= 사진 속 대상 지점 표시 목록 =
==========

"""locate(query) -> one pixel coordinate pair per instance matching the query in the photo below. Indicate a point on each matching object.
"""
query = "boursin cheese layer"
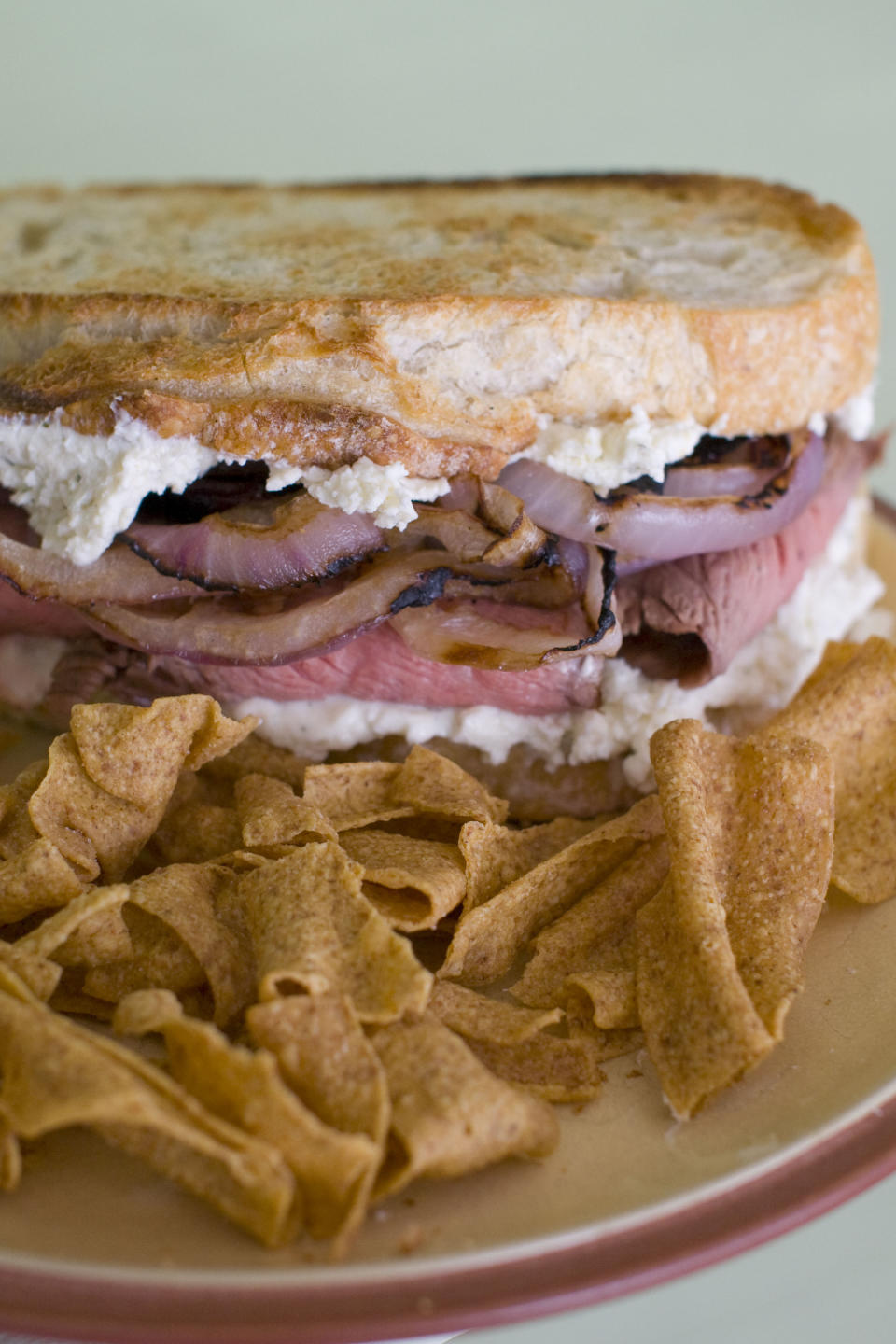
(81, 489)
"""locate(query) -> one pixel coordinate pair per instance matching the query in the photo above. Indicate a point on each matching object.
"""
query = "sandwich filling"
(357, 604)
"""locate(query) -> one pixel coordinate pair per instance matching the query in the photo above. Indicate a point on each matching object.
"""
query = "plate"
(94, 1246)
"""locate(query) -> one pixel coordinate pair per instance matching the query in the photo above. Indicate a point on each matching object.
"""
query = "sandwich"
(520, 469)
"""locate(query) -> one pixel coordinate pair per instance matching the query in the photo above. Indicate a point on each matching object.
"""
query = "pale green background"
(217, 89)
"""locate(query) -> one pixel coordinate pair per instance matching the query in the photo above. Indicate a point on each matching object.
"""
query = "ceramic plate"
(94, 1246)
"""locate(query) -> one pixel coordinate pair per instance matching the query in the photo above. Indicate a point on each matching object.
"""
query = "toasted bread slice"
(431, 323)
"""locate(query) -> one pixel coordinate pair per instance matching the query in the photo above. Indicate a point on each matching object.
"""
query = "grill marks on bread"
(418, 317)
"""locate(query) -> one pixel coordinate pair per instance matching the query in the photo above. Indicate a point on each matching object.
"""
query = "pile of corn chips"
(363, 973)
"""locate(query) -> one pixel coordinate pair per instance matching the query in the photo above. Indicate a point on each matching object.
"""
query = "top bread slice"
(431, 321)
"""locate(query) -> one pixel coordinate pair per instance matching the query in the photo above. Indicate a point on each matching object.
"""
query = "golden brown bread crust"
(431, 315)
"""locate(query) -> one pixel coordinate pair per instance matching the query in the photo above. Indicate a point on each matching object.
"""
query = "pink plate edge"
(58, 1303)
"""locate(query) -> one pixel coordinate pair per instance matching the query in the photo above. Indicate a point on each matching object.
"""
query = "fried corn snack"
(189, 900)
(355, 794)
(595, 938)
(413, 883)
(314, 931)
(849, 706)
(433, 784)
(88, 931)
(245, 1087)
(109, 779)
(36, 878)
(496, 857)
(195, 828)
(513, 1043)
(491, 937)
(327, 1059)
(721, 946)
(271, 815)
(57, 1074)
(450, 1114)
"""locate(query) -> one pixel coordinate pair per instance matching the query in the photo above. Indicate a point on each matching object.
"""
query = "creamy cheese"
(81, 489)
(833, 595)
(608, 455)
(387, 492)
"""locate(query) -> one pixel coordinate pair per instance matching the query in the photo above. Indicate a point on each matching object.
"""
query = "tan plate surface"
(89, 1225)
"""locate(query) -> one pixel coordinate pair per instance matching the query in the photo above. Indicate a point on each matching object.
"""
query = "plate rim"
(563, 1271)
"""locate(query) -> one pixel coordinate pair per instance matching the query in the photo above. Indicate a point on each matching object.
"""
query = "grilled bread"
(428, 323)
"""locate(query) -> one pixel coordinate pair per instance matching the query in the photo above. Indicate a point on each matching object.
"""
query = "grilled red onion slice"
(651, 528)
(231, 631)
(491, 635)
(119, 576)
(555, 501)
(227, 629)
(259, 546)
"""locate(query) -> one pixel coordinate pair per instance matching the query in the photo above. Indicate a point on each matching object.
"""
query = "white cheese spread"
(833, 595)
(81, 489)
(387, 492)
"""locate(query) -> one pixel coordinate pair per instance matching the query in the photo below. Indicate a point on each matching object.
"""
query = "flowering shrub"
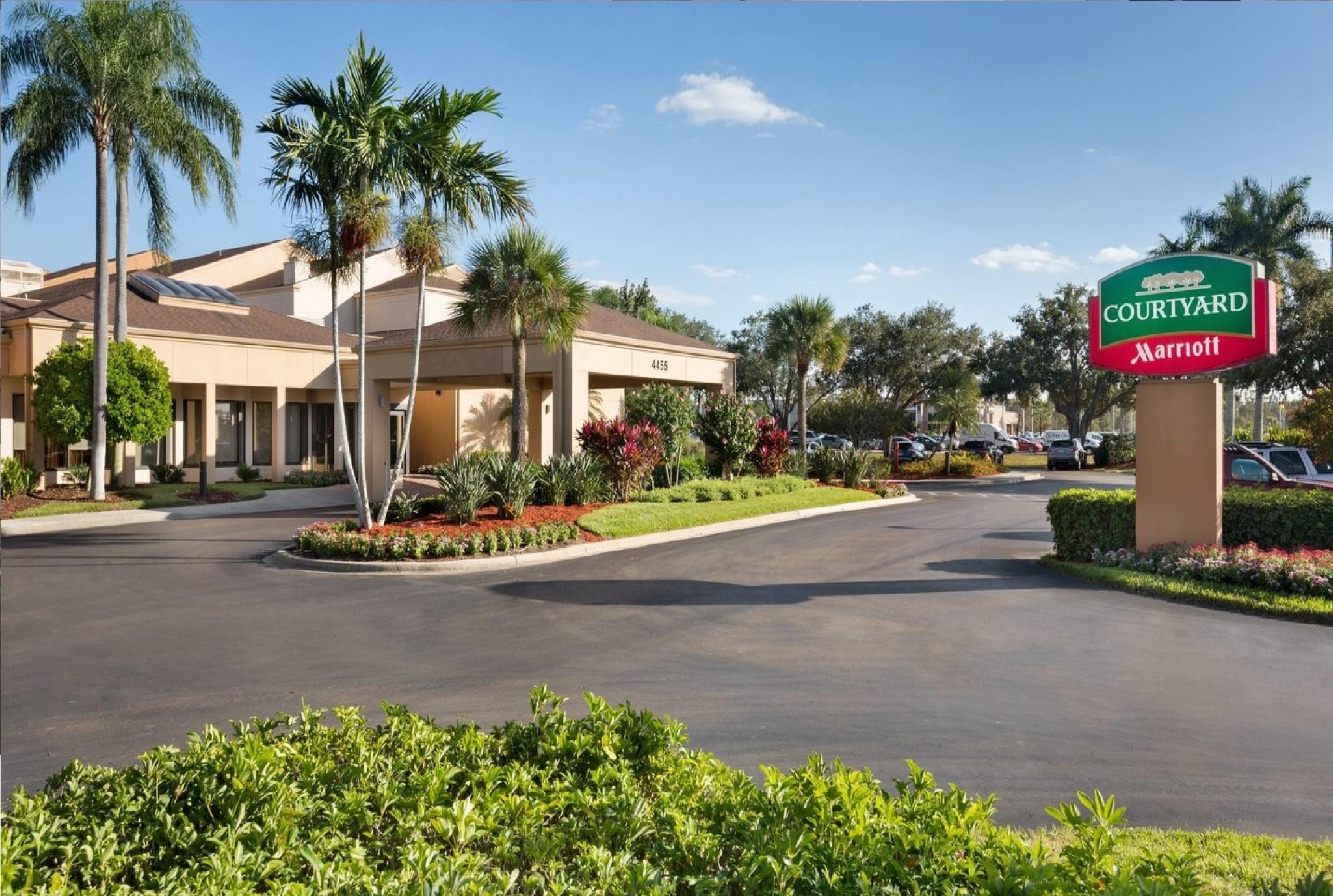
(727, 427)
(628, 451)
(1299, 573)
(344, 541)
(771, 447)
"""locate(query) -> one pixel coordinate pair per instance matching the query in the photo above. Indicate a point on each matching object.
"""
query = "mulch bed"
(488, 518)
(52, 494)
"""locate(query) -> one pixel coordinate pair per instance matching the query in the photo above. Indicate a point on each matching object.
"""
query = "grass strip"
(1230, 863)
(1243, 599)
(624, 521)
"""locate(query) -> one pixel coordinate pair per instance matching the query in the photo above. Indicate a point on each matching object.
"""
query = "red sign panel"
(1184, 354)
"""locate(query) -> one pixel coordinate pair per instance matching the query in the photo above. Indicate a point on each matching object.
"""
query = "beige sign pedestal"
(1179, 466)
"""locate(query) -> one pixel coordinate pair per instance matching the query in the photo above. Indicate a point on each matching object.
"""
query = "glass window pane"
(262, 450)
(296, 432)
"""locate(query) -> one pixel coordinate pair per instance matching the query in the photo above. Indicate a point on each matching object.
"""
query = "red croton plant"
(628, 450)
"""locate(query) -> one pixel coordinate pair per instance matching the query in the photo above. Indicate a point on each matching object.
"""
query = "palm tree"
(955, 401)
(807, 330)
(521, 282)
(1271, 227)
(309, 174)
(464, 182)
(80, 67)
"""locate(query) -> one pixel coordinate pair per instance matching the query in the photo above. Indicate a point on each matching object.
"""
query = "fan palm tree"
(456, 183)
(80, 66)
(1271, 227)
(310, 176)
(520, 280)
(807, 330)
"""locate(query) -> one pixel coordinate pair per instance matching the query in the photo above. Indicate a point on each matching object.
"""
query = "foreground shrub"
(772, 447)
(615, 803)
(727, 428)
(316, 478)
(715, 490)
(1083, 519)
(627, 451)
(344, 541)
(464, 487)
(16, 478)
(1299, 573)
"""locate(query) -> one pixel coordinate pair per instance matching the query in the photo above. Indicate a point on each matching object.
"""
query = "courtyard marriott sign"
(1179, 315)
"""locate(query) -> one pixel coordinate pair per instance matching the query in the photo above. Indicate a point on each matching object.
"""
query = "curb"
(272, 502)
(287, 560)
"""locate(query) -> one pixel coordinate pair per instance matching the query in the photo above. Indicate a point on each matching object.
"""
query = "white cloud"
(679, 297)
(1032, 259)
(603, 118)
(730, 99)
(1115, 255)
(717, 274)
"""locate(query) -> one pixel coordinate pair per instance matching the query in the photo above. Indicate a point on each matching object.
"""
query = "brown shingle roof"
(599, 320)
(72, 302)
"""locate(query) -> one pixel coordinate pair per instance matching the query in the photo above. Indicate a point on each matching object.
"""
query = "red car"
(1244, 467)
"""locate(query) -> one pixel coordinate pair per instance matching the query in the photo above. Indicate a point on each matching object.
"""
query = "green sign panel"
(1195, 293)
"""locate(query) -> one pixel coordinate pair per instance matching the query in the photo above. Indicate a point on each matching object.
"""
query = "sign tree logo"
(1183, 314)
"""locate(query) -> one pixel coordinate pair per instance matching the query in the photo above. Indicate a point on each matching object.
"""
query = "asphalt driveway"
(920, 631)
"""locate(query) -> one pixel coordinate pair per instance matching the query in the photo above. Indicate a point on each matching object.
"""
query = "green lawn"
(1244, 599)
(151, 496)
(1230, 863)
(640, 519)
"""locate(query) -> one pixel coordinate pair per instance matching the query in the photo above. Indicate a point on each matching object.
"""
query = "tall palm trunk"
(363, 512)
(360, 385)
(519, 401)
(407, 422)
(98, 462)
(122, 324)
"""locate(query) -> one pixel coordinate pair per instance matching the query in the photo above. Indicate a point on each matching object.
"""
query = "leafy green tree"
(955, 401)
(80, 67)
(807, 331)
(1051, 352)
(137, 394)
(671, 410)
(456, 183)
(521, 282)
(727, 428)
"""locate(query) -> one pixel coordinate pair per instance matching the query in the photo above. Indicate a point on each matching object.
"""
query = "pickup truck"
(1296, 463)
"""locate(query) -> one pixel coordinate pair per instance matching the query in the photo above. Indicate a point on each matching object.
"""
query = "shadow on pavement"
(670, 592)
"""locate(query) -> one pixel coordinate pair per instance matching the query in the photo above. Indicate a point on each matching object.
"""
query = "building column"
(279, 432)
(210, 448)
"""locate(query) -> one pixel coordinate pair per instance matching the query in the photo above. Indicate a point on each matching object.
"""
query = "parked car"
(1246, 468)
(1067, 452)
(983, 448)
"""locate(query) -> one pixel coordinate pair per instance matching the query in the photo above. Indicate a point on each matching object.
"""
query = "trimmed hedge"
(614, 803)
(344, 541)
(1084, 519)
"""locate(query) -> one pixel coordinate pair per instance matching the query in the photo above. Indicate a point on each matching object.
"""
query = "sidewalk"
(281, 499)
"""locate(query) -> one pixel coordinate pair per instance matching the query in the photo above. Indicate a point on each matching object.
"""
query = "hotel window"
(231, 432)
(297, 432)
(193, 431)
(262, 450)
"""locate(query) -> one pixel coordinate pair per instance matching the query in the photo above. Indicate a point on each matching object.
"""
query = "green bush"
(174, 474)
(1083, 519)
(16, 478)
(614, 803)
(1283, 518)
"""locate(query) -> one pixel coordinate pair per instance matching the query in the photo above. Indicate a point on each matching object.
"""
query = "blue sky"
(883, 154)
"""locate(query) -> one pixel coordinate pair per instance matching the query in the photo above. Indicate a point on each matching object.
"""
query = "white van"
(993, 435)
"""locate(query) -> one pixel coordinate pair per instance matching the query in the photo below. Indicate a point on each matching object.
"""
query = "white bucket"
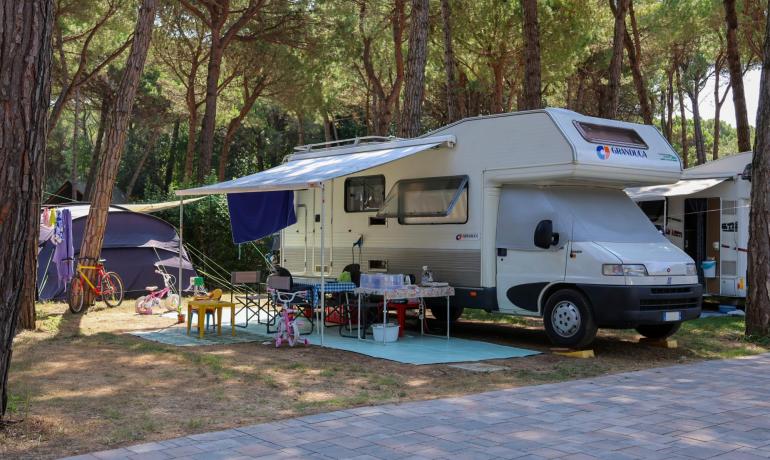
(391, 332)
(709, 268)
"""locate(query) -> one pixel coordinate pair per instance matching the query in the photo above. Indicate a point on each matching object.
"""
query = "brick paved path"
(715, 409)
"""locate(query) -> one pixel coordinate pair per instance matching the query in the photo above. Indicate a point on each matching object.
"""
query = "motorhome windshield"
(603, 215)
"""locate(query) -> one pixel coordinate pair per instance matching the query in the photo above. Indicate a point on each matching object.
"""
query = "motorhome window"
(364, 194)
(433, 200)
(602, 134)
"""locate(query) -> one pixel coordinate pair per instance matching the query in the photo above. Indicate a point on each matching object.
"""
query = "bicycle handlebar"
(288, 297)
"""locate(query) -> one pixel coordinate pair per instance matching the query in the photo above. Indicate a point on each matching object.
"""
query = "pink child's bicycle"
(289, 322)
(155, 297)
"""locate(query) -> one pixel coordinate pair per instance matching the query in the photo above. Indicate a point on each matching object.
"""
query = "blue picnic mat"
(177, 336)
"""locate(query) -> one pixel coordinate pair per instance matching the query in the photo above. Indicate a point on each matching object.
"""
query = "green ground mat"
(410, 349)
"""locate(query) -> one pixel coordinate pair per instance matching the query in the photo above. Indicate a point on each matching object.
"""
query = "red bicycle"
(109, 286)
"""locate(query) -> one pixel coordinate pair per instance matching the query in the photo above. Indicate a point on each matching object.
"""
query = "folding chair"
(283, 283)
(250, 294)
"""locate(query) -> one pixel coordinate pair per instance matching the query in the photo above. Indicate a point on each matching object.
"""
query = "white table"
(406, 292)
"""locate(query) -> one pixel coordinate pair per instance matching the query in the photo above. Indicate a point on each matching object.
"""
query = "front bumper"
(631, 306)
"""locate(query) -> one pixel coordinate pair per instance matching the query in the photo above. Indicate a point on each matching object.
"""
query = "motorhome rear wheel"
(568, 320)
(658, 331)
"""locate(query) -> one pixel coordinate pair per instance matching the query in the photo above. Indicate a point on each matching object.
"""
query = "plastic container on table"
(709, 268)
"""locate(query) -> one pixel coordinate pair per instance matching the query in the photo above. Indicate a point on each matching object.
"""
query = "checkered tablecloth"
(329, 287)
(409, 292)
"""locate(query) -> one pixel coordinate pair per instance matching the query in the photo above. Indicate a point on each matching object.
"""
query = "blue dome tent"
(134, 245)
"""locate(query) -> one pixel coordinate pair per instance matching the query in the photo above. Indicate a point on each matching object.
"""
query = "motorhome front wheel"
(568, 320)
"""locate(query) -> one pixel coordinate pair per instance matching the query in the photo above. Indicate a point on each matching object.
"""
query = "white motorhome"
(524, 213)
(707, 215)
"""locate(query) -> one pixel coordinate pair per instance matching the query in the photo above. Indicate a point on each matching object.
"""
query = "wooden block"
(583, 354)
(664, 343)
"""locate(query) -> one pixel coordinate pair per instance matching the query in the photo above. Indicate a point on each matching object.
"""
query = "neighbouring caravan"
(707, 215)
(524, 213)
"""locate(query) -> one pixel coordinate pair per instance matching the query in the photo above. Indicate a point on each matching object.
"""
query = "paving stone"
(691, 413)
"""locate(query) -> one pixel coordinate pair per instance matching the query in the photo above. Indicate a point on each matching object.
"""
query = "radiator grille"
(668, 304)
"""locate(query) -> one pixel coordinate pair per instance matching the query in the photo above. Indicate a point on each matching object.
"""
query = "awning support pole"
(323, 261)
(181, 232)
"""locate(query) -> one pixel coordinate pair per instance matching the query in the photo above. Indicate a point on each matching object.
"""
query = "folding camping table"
(407, 292)
(330, 286)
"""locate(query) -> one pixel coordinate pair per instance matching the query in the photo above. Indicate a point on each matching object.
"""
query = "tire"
(658, 331)
(568, 320)
(112, 289)
(76, 296)
(437, 307)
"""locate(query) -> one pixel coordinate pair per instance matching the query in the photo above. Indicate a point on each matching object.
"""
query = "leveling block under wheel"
(660, 343)
(583, 354)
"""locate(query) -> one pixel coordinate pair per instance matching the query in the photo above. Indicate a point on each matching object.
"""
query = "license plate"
(672, 316)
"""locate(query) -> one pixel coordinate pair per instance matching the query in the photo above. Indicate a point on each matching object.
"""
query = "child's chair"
(216, 294)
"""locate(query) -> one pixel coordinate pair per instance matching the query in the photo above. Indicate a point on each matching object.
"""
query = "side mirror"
(544, 235)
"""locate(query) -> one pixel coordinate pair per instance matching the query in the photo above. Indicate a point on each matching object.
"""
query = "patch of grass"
(719, 338)
(113, 413)
(474, 314)
(360, 398)
(562, 371)
(194, 424)
(295, 366)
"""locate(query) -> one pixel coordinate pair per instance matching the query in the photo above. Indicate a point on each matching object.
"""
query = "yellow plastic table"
(203, 306)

==========

= 요구 사항 =
위 목록에서 문자열 "tree"가 들어 있는 줄의 수를 숫자로만 답하세요. 대소문자를 구분합니다.

= 풀이 =
4